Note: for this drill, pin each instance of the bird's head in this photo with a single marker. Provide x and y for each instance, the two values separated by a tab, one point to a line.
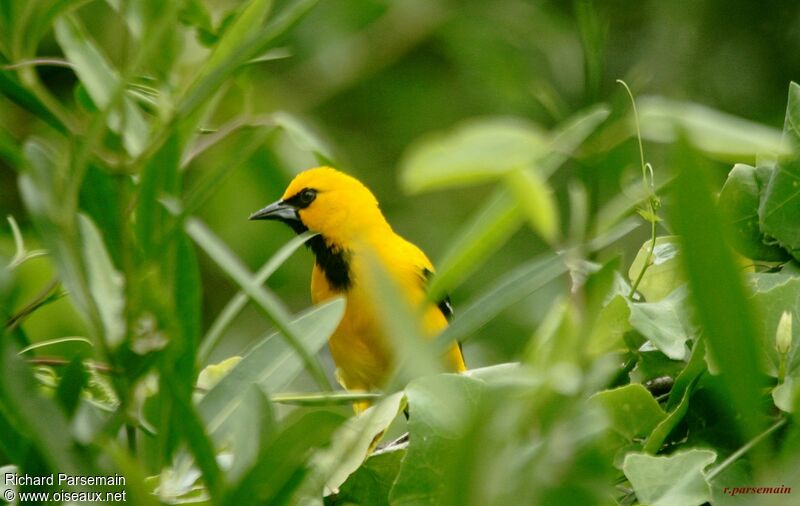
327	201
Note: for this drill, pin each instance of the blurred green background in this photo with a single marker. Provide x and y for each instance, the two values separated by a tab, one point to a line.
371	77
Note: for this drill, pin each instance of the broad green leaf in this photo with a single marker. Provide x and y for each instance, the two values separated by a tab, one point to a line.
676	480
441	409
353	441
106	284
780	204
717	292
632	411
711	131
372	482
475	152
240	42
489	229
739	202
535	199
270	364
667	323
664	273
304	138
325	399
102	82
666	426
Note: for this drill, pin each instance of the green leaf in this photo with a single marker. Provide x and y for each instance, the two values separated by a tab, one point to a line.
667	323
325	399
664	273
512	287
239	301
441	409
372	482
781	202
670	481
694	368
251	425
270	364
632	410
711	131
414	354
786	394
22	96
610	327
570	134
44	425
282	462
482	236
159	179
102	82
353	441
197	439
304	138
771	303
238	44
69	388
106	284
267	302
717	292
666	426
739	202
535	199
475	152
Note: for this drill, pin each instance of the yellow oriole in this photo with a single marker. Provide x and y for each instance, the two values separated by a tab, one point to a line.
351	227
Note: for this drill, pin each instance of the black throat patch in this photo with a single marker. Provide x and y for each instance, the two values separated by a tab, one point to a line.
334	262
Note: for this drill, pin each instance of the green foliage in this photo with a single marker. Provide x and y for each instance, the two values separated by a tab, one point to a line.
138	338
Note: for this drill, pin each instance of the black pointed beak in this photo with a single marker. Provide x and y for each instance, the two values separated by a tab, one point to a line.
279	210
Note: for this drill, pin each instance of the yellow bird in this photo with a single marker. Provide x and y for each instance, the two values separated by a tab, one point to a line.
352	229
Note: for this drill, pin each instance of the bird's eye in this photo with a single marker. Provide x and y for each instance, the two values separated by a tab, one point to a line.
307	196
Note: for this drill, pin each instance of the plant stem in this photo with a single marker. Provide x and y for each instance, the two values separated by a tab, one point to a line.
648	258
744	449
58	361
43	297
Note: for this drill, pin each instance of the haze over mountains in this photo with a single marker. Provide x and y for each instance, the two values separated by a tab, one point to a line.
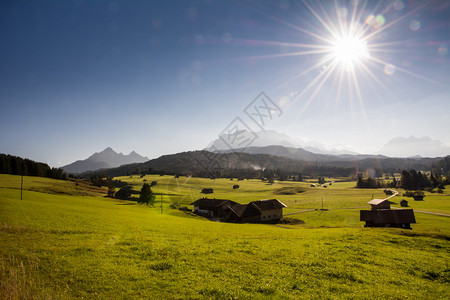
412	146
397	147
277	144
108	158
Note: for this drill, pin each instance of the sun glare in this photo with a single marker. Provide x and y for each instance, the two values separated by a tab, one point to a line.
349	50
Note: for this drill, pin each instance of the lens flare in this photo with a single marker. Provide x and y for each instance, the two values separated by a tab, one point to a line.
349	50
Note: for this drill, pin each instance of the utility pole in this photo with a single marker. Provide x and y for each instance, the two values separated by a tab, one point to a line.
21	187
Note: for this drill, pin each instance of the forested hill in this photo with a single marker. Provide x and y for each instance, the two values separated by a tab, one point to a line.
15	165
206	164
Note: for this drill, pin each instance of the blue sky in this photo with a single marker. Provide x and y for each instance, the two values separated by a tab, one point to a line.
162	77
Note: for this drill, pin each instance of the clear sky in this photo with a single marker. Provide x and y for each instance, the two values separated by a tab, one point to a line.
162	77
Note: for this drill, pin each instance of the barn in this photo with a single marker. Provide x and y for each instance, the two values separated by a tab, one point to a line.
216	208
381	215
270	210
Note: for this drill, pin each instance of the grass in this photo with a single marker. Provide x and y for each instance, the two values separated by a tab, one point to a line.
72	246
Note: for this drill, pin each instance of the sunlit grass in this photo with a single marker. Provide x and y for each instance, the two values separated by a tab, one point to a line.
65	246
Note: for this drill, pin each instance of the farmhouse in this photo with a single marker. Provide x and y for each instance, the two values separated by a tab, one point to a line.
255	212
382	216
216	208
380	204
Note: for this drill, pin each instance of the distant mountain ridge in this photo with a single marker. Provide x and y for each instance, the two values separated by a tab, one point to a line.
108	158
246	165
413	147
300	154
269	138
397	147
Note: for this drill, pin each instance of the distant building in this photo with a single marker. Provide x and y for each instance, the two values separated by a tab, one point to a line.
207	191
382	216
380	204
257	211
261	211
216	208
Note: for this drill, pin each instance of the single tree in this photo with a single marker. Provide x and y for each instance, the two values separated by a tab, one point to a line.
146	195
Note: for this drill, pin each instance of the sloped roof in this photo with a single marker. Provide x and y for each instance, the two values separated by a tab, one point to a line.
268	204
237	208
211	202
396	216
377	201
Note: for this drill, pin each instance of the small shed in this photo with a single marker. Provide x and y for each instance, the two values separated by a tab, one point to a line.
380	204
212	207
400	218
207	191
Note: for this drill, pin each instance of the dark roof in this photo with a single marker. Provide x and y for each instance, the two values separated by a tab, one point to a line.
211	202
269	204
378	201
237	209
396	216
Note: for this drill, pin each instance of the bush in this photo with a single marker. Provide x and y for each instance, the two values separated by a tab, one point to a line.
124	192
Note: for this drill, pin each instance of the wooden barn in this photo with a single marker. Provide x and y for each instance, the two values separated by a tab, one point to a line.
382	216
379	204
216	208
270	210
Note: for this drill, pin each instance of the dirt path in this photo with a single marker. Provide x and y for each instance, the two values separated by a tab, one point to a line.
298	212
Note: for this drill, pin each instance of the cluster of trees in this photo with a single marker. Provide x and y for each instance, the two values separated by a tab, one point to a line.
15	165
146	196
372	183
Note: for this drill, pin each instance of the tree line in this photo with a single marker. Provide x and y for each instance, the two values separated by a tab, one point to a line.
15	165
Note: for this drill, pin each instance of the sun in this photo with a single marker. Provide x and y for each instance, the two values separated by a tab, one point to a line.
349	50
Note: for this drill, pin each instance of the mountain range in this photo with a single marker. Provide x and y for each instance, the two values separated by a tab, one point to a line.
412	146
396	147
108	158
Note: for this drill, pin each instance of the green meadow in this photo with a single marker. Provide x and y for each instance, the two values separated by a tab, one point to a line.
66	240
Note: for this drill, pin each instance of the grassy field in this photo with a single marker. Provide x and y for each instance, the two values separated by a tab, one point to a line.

_Given problem_
Copy out the rows from the line containing "Note: for this drill, pin each instance of the green meadow" through the end of the rows, word for word.

_Task output_
Note: for this drill, pin each instance of the green meadow in this photo with a single marker. Provide x and y for each instance, the two values separated by a tab, one point to a line.
66	240
Note: for this drill, pin each instance of the grassy field in this photo with a single marker. Provide x and y for each instance, the two values separated by a tab, one point to a line.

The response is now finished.